*** Selected extract

All requisite original issue or transfer documentary stamp taxes shall be paid by the Company. 

 

4.         General Provisions.

 

a.         Employment or Other Relationship;
Rights as Shareholder.  This Agreement shall not confer on Participant any right with respect to the continuance of employment
or any other relationship with the Company or any of its Subsidiaries, nor will it interfere in any way with the right of the Company
to terminate such employment or relationship. Nothing in this Agreement shall be construed as creating an employment contract for
any specified term between Participant and the Company or any Affiliate. Participant shall have no rights as a shareholder with
respect to shares subject to this Option until such shares have been issued to Participant (or, if permitted, a book entry made)
upon exercise of this Option. No adjustment shall be made for dividends (ordinary or extraordinary, whether in cash, securities
or other property), distributions or other rights for which the record date is prior to the date such shares are issued, except
as provided in Section 14 of the Plan.

 

b.         280G Limitations.

******
*** Given records

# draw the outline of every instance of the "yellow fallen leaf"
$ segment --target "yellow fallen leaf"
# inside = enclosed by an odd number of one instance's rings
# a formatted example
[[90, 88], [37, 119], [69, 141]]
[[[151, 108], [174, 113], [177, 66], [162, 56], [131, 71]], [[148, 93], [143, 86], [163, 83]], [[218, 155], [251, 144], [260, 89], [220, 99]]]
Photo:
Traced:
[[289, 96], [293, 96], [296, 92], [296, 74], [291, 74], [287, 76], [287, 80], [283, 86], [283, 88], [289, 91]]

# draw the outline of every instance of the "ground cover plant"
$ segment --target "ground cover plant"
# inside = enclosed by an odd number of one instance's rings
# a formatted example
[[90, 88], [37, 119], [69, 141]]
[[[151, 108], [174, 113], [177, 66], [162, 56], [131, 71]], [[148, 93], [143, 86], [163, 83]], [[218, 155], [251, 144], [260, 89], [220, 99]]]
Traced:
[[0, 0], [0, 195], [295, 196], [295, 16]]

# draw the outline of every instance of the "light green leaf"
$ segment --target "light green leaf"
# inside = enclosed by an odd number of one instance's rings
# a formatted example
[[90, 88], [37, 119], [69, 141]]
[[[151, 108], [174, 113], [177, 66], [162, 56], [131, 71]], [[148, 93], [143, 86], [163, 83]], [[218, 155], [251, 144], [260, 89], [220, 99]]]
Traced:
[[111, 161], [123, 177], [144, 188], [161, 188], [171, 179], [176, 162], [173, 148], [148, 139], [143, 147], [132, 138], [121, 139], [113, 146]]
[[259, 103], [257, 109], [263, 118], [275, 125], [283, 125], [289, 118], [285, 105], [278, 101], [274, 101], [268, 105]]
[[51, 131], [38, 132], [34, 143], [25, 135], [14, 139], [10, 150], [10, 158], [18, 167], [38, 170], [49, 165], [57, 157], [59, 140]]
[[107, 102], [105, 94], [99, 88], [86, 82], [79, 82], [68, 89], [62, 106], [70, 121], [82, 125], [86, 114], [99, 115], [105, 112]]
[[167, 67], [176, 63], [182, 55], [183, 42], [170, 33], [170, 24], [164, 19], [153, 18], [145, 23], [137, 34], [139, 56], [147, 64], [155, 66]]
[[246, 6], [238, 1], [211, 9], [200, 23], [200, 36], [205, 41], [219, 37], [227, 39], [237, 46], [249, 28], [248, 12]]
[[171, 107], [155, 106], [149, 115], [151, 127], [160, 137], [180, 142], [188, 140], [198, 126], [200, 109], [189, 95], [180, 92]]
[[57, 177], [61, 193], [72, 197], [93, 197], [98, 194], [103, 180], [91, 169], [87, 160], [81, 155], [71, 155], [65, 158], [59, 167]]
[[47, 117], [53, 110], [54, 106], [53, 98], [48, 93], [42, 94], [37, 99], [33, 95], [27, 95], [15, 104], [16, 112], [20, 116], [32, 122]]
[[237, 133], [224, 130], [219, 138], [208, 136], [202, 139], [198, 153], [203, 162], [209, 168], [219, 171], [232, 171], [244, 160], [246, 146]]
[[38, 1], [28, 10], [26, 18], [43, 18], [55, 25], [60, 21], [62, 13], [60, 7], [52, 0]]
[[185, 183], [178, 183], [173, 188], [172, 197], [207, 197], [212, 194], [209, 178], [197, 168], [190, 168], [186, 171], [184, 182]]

******

Exercise requirements:
A - For each statement below, say yes or no depending on whether the option agreement extract above supports it. Back each answer with the decisive words from the extract, quoted exactly. (i) The Company is responsible for paying the required original issue or transfer documentary stamp taxes. (ii) The Agreement may be read as creating an employment contract for a specified term. (iii) Participant holds shareholder rights in the option shares before those shares are issued.
B - Write the next portion of the option agreement extract above, starting right after its last heading.

Task results:
A -
(i) Yes: "All requisite original issue or transfer documentary stamp taxes shall be paid by the Company."
(ii) No: "Nothing in this Agreement shall be construed as creating an employment contract for any specified term between Participant and the Company or any Affiliate."
(iii) No: "Participant shall have no rights as a shareholder with respect to shares subject to this Option until such shares have been issued to Participant"

B -
Notwithstanding anything in the Plan, this Agreement or in any other agreement, plan, contract or understanding entered into from
time to time between Participant and the Company or any of its Subsidiaries to the contrary (except
an agreement that expressly modifies or excludes the application of this Paragraph 4(b)), the exercisability of this Option shall
not be accelerated in connection with a Change of Control to the extent that such acceleration, taking into account all other rights,
payments and benefits to which Participant is entitled under any other plan or agreement, would  constitute
a "parachute payment" or an "excess parachute payment" for purposes of Code Sections 280G and 4999, or
any successor provisions, and the regulations issued thereunder; provided, however, that the Administrator, in its sole discretion
and in accordance with applicable law, may modify or exclude the application of this Paragraph 4(b).

 

c.         Securities Law Compliance.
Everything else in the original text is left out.